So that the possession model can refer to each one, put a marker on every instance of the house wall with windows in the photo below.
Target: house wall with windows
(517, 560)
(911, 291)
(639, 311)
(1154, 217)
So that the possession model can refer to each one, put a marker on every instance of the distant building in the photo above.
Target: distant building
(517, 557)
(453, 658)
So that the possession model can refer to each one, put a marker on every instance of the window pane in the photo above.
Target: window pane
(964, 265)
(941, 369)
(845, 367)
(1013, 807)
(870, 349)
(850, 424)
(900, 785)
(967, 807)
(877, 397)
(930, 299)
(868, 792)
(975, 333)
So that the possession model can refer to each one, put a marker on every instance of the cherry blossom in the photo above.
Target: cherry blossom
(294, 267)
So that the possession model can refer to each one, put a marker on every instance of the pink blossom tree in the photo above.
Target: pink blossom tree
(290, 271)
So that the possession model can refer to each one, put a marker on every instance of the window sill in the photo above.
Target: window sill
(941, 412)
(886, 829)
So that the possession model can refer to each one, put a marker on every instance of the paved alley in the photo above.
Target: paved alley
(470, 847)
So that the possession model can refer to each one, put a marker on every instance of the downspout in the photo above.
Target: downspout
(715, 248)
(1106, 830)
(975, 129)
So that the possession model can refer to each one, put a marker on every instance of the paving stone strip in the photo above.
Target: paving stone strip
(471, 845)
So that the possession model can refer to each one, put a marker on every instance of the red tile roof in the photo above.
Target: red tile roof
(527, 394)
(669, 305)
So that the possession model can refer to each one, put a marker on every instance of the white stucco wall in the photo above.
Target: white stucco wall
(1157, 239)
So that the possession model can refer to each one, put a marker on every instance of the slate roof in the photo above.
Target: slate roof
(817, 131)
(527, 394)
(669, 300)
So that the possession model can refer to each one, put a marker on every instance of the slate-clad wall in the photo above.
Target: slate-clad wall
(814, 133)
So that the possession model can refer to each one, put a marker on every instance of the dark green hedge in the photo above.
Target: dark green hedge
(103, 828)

WHAT IS REQUIRED:
Please reproduce the entire listing, exactly as shown.

SOLUTION BELOW:
So that the possession model can refer to each one, put a marker on every instance of the house wall with windows in the photo below.
Target: house wall with windows
(517, 560)
(911, 291)
(639, 311)
(1154, 217)
So that the possession model can refer to each one, put a marker on every instance of the distant building in the photo above.
Target: distant building
(517, 557)
(453, 658)
So that the possession model can refer to each one, put a marker on every instance of the window pane in the photo above.
Target: window pane
(964, 265)
(941, 369)
(845, 367)
(1013, 807)
(870, 349)
(850, 424)
(900, 785)
(967, 807)
(877, 397)
(930, 299)
(868, 792)
(975, 333)
So that the possession model can refer to each one, put a marker on every instance of the cherry blossom in the photo above.
Target: cherry blossom
(294, 267)
So that the possession model can refer to each one, put a marker on every instance of the pink blossom tree in the photo above.
Target: pink blossom tree
(290, 271)
So that the possession model can refer to each one, put a marker on every instance of the window sill in the photo above.
Target: window sill
(941, 412)
(886, 829)
So that the possession model can refer to each one, put a marker on every instance of the paved alley in the photo above.
Target: paved alley
(470, 847)
So that the possession model can refer to each one, put a marker on every instance of the downspout in the photo above.
Target: downspout
(715, 248)
(1106, 830)
(975, 129)
So that the possession model can refer to each one, put a marker on every instance of the paving stone strip in the photo above.
Target: paving stone strip
(471, 845)
So that the possession model can refer to each one, put a marker on every instance of the red tile roof in the photo above.
Target: red tile roof
(527, 394)
(669, 305)
So that the possession model can refer to each one, put a marker on every instance of the white stucco wall in the photo above.
Target: white stucco wall
(1157, 239)
So that the possession model can refer to each one, put a marker on every instance of the slate roof in the photo above.
Target: slate roof
(817, 131)
(527, 394)
(669, 300)
So that the possession model can refer to each one, put a marker on every instance of the slate-clad wall in the photo above.
Target: slate-clad wall
(814, 133)
So that the possession model can refer to each one, put a marker on every instance of the dark green hedge in the photo above.
Target: dark green hedge
(103, 828)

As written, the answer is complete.